## ZU LESENDER TEXT:
──────────
# C- Programmierumgebung



## Dnh (3. Jul 2018)

Hallo,

ich hatte gehofft, dass ihr mir eine einfache kostenlose Programmiertumgebung für C empfehlen könnt. Derzeit benutze ich Eclipse. Damit bin ich leider sehr unzufrieden, da es immer wieder Probleme macht. Ehrlich gesagt ist mir das Programm auch zu komplex. Da ich 95% der Funktionen sowieso nicht nutze fände ich ein simpleres Programm viel besser.

Vielleicht habt ihr ja einen Vorschlag für mich


----------



## Robat (3. Jul 2018)

Ich nutze für solche "kleineren" Sachen gern Visual Studio Code oder Atom.
Das sind nicht direkt IDEs sondern eher ein Kompromiss zwischen IDE und Editor.

Dann musst du zwar per Hand compilieren aber das sollte bei den meisten Programmen eigentlich kein Problem sein. (kann man sich auch schöne Scripte für schreiben um einen das Leben zu erleichtern)


----------



## tommysenf (3. Jul 2018)

http://www.codeblocks.org


----------



## Xyz1 (4. Jul 2018)

Code Blocks ist gut und VS Code ist für C nicht gedacht.
Ohne Vorwissen kann man in Blocks natürlich auch viel falsch machen.


----------



## mrBrown (4. Jul 2018)

DerWissende hat gesagt.:


> VS Code ist für C nicht gedacht


https://code.visualstudio.com/docs/languages/cpp


----------



## Xyz1 (4. Jul 2018)
──────────
## AUFGABE 1:
Gib alle Zeilen weiter unten an, die die Zeichenfolge "fuselage" enthalten.

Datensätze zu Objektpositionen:
──────────
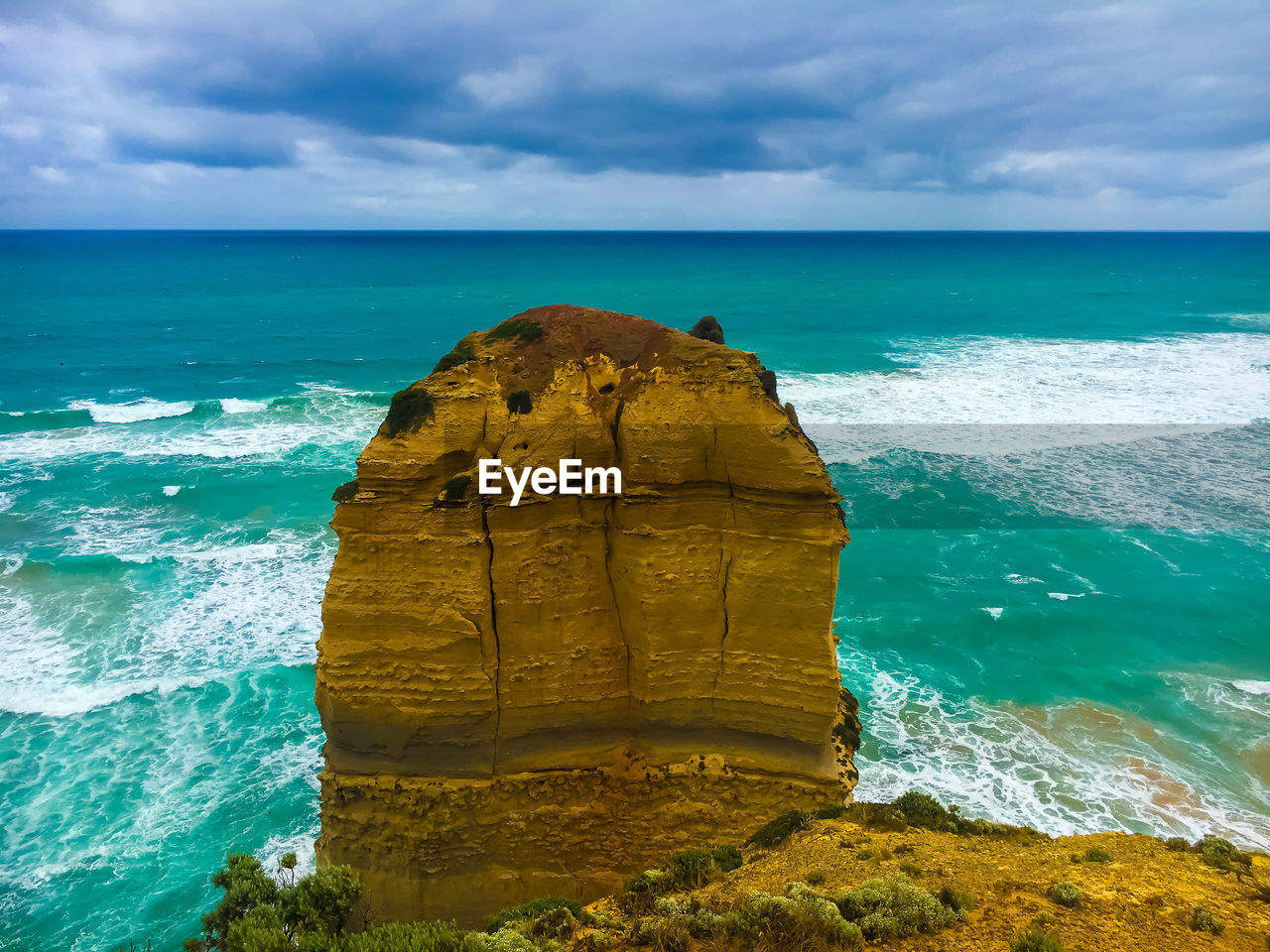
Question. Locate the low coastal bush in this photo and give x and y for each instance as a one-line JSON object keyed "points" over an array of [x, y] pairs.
{"points": [[643, 889], [960, 902], [726, 857], [690, 869], [1222, 855], [1035, 939], [802, 919], [409, 411], [404, 937], [520, 330], [894, 907], [461, 354], [262, 911], [1203, 920], [1067, 893], [924, 811], [1093, 855], [530, 910]]}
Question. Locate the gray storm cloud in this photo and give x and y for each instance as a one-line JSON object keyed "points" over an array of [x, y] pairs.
{"points": [[652, 114]]}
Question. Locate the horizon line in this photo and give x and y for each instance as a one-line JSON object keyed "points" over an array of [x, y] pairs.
{"points": [[630, 231]]}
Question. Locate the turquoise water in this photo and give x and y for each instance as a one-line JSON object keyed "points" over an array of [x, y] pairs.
{"points": [[1055, 452]]}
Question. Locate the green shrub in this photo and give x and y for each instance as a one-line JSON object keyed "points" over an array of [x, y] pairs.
{"points": [[556, 924], [597, 941], [665, 933], [453, 492], [1067, 893], [643, 889], [921, 810], [595, 920], [960, 902], [461, 354], [1035, 939], [780, 829], [802, 920], [408, 412], [405, 937], [344, 492], [726, 857], [255, 912], [1220, 853], [321, 901], [894, 907], [520, 330], [531, 910], [690, 869], [502, 941], [1203, 920]]}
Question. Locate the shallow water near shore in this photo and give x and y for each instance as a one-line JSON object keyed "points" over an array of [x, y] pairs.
{"points": [[1053, 451]]}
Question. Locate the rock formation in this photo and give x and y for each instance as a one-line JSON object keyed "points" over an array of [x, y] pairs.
{"points": [[544, 698]]}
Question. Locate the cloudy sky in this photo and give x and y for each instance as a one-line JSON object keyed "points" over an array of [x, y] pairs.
{"points": [[642, 114]]}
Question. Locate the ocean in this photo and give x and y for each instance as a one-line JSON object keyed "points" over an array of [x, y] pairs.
{"points": [[1053, 452]]}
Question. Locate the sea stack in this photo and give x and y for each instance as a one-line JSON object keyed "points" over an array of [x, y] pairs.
{"points": [[544, 698]]}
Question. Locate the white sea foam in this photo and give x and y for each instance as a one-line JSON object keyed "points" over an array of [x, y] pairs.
{"points": [[321, 419], [221, 607], [241, 407], [1260, 688], [1038, 393], [1069, 769], [132, 412]]}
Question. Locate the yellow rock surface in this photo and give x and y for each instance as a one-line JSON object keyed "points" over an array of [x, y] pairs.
{"points": [[1141, 900], [548, 697]]}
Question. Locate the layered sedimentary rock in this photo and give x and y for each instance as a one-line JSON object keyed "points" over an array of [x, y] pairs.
{"points": [[543, 698]]}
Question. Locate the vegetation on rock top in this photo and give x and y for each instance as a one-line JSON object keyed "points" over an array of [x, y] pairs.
{"points": [[982, 885], [409, 411], [521, 330]]}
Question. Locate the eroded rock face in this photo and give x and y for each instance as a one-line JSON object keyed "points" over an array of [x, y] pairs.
{"points": [[544, 698]]}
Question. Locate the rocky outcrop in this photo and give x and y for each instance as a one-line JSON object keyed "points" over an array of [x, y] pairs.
{"points": [[543, 698]]}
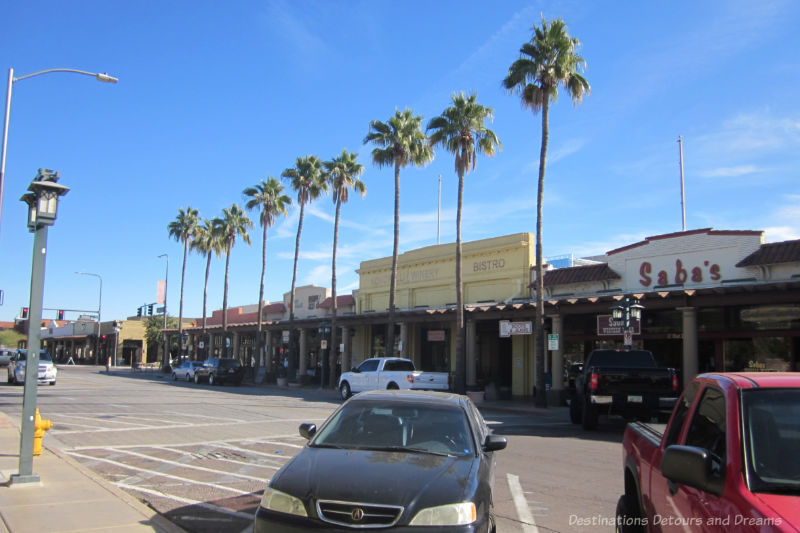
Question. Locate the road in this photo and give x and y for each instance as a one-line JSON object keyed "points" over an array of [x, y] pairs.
{"points": [[202, 455]]}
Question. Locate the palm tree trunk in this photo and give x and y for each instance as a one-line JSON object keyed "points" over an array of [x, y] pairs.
{"points": [[461, 361], [225, 301], [259, 342], [332, 355], [292, 355], [205, 299], [540, 400], [393, 282], [180, 306]]}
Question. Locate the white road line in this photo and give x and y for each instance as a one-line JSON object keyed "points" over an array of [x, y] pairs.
{"points": [[524, 513], [200, 455], [193, 467], [275, 443], [162, 474], [193, 443], [177, 426], [186, 501], [97, 419]]}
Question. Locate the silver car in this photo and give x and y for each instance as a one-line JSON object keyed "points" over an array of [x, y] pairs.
{"points": [[186, 370], [6, 356], [47, 371]]}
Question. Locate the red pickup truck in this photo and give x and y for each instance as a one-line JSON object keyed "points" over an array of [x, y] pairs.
{"points": [[728, 460]]}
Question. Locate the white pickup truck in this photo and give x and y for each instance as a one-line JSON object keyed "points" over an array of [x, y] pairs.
{"points": [[390, 373]]}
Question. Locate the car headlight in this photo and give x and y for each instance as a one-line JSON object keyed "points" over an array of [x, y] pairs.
{"points": [[454, 514], [278, 501]]}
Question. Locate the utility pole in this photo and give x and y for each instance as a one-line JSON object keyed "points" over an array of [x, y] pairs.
{"points": [[683, 195]]}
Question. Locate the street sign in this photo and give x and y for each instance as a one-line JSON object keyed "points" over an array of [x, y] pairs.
{"points": [[508, 328], [552, 341]]}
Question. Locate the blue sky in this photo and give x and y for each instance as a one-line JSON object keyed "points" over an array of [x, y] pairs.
{"points": [[215, 96]]}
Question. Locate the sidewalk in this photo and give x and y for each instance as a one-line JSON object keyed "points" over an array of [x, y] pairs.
{"points": [[69, 498]]}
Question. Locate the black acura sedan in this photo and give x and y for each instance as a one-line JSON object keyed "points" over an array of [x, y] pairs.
{"points": [[397, 460]]}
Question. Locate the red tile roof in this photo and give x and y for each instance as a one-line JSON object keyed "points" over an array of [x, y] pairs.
{"points": [[773, 253], [579, 274], [341, 301]]}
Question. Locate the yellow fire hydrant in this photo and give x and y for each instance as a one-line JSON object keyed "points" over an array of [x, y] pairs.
{"points": [[40, 425]]}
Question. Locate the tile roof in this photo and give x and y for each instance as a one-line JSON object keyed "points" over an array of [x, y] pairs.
{"points": [[773, 253], [579, 274], [341, 301]]}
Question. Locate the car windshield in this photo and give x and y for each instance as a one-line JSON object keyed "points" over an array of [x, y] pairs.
{"points": [[43, 356], [772, 439], [406, 427]]}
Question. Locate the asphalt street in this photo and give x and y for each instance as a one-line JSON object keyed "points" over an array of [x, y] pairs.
{"points": [[202, 455]]}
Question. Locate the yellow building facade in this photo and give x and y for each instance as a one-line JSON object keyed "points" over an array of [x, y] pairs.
{"points": [[496, 274]]}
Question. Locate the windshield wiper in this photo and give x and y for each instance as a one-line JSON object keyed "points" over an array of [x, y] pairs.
{"points": [[402, 449]]}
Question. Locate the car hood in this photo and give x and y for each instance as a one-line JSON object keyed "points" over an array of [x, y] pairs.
{"points": [[386, 478], [785, 507]]}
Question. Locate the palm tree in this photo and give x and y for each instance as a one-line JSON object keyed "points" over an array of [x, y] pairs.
{"points": [[234, 223], [308, 182], [461, 130], [548, 60], [399, 142], [342, 172], [207, 241], [268, 198], [183, 229]]}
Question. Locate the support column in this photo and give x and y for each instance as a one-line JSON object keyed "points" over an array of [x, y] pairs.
{"points": [[690, 363], [235, 342], [303, 354], [557, 394], [347, 355], [403, 340], [472, 359]]}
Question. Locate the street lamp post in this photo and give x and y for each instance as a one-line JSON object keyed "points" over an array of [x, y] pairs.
{"points": [[164, 357], [624, 310], [99, 309], [324, 332], [42, 203], [11, 80]]}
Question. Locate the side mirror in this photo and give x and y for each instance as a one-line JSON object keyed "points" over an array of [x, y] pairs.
{"points": [[690, 466], [494, 443], [308, 430]]}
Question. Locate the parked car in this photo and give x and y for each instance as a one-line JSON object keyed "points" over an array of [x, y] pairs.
{"points": [[47, 370], [219, 370], [726, 461], [185, 370], [6, 356], [395, 460], [390, 373], [628, 383]]}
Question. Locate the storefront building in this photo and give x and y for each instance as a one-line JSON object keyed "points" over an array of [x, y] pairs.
{"points": [[713, 300]]}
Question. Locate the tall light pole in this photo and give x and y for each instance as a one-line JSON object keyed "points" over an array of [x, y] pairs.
{"points": [[99, 309], [624, 310], [164, 356], [11, 80], [42, 203]]}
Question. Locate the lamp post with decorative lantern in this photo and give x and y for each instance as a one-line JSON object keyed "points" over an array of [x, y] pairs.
{"points": [[42, 200]]}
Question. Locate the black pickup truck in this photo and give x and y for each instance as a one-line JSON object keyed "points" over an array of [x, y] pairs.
{"points": [[620, 382]]}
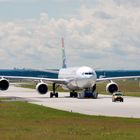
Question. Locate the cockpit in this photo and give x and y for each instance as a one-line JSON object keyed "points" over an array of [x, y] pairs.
{"points": [[87, 73]]}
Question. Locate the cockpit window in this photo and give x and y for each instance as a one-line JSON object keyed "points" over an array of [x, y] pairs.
{"points": [[88, 73]]}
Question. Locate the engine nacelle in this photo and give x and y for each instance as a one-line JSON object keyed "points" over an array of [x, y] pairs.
{"points": [[4, 84], [42, 88], [112, 87]]}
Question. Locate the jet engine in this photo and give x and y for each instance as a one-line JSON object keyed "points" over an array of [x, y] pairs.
{"points": [[4, 84], [112, 87], [42, 88]]}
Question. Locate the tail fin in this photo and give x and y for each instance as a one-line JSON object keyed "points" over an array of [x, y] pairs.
{"points": [[63, 55]]}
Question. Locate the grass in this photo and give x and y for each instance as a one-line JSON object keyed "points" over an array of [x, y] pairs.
{"points": [[129, 87], [23, 121]]}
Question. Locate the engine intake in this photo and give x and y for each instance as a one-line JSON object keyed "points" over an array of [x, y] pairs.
{"points": [[42, 88], [4, 84], [112, 87]]}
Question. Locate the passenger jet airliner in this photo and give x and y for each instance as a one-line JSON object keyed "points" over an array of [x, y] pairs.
{"points": [[73, 79]]}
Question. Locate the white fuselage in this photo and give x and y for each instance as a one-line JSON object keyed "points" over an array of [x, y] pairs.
{"points": [[78, 77]]}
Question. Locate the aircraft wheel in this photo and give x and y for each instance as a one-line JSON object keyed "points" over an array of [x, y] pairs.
{"points": [[51, 95], [56, 95]]}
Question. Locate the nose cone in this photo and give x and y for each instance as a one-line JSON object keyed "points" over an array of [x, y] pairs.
{"points": [[87, 77]]}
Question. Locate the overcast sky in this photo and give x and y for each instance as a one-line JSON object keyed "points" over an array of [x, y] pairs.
{"points": [[103, 34]]}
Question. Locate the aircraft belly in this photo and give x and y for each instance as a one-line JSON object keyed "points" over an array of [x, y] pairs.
{"points": [[81, 83]]}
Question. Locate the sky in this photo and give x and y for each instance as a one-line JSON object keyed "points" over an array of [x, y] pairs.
{"points": [[102, 34]]}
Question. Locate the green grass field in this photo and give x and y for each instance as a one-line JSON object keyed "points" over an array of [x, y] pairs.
{"points": [[128, 87], [24, 121]]}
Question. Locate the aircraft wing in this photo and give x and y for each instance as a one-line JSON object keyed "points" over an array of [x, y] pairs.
{"points": [[116, 78], [49, 80]]}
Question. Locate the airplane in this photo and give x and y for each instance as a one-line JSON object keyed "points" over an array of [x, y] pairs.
{"points": [[69, 78]]}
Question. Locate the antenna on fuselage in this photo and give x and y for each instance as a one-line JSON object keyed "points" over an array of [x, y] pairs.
{"points": [[63, 55]]}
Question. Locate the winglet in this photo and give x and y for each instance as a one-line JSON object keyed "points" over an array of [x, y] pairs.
{"points": [[63, 55]]}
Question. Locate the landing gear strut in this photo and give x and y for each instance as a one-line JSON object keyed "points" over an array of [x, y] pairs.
{"points": [[54, 93], [73, 94]]}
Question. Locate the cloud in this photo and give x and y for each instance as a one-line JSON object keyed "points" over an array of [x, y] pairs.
{"points": [[106, 36]]}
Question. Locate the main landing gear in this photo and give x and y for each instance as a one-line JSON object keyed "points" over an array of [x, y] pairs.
{"points": [[54, 93], [73, 94]]}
──────────
## AUFGABE 2:
Welche zwei Programme nutzt Robat laut dem Forenthread gern für kleinere Sachen?

## ANTWORT 1:
Question. Locate the white fuselage in this photo and give x and y for each instance as a one-line JSON object keyed "points" over an array of [x, y] pairs.
Question. Locate the antenna on fuselage in this photo and give x and y for each instance as a one-line JSON object keyed "points" over an array of [x, y] pairs.

## ANTWORT 2:
Visual Studio Code oder Atom.